Work instructions: In the court opinion excerpt below, what does Peacock identify as the key to deciding whether a statement meets the present-sense-impression exception to the hearsay rule?

Page excerpt:
::::::
In United States v. Peacock, 654 F.2d 339 (5th Cir. 1981), a witness testified about comments made by her deceased husband concerning a telephone conversation he had just finished. We upheld the admission of the evidence under rule 803(1), noting that the " 'substantial contemporaneity of event and statement negate the likelihood of deliberate or conscious misrepresentation.' " Id. at 350 (quoting rule 803(1) advisory committee note).

Similar reasoning supports the application of this exception in the instant case. The dispatcher asked the person who answered the telephone to determine whether Mills was there. The respondent left the telephone and did so, and immediately reported that Mills indeed was not at home.

Peacock identifies the timeliness of the statement as the key to determining whether the statement meets the present-sense-impression exception to the hearsay rule. Id. In this case, the statements were made virtually on the heels of the discovery that Mills was not at home. The conversation satisfied the contemporaneity requirement of Peacock and thus properly was received in evidence. Id.; see E. Cleary, supra, Sec. 298 at 862.

This same reasoning supports reception under the catch-all exception to rule 803. In evaluating the application of rule 803(24), "the length of time between an event and the declarant's statement concerning it is a significant indicator of reliability." United States v. White, 611 F.2d 531, 538 (5th Cir.), cert. denied, 446 U.S. 992, 100 S. Ct. 2978, 64 L. Ed. 2d 849 (1980). In applying this exception, the "duty of the trial judge involves the task of balancing the need for the hearsay against its trustworthiness." Id. (citing 4 Weinstein's Evidence p 803(24) at 803-290 (1979)).

The core inquiry under the rule "concerns the reliability of the declarant," id. at 538 n. 7, which in this case was strong. The person answering the telephone had little motive to lie and was relating information he had just gathered. Under these circumstances, the hearsay evidence properly was admitted, even assuming it did not meet the precise contours of rule 803(1). See id. Because the telephone conversation was both properly authenticated and fell within an exception to the hearsay rule, the trial court did not abuse its discretion by allowing its introduction.

The plaintiff also contends that the district court erred by not granting its motion for j.n.o.v. This decision is governed by federal law, for " [f]ederal courts in this Circuit sitting under diversity jurisdiction do not look to state rules governing the standard of review of jury findings, but rather are bound by the principles established in Boeing." Maxey v. Freightliner Corp., 665 F.2d 1367, 1374 n. 7 (Former 5th Cir. 1982) (en banc) (citing Boeing Co. v. Shipman, 411 F.2d 365, 368 (5th Cir. 1969) (en banc)). Under this standard, a motion for directed verdict or j.n.o.v. should be granted only where the facts and inferences point so strongly in favor of the moving party that a reasonable jury could not arrive at a contrary verdict. Id.; Boeing, 411 F.2d at 374-75.

In evaluating the jury's decision, " [t]he verdict of a jury on the facts is presumptively correct but not invulnerable. An evidentiary basis for the verdict is required." Kincaid v. United States, 682 F.2d 1220, 1225 (5th Cir. 1982). The plaintiff contends that because the insurance company introduced only evidence pertaining to motive, and no evidence that would show that Mills intentionally burned his home, the district court erred as a matter of law in submitting the case to the jury and denying its request for j.n.o.v.
::::::
Dataset excerpt:
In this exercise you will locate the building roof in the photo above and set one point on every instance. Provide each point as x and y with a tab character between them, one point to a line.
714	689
::::::
Solution to this task: The timeliness of the statement.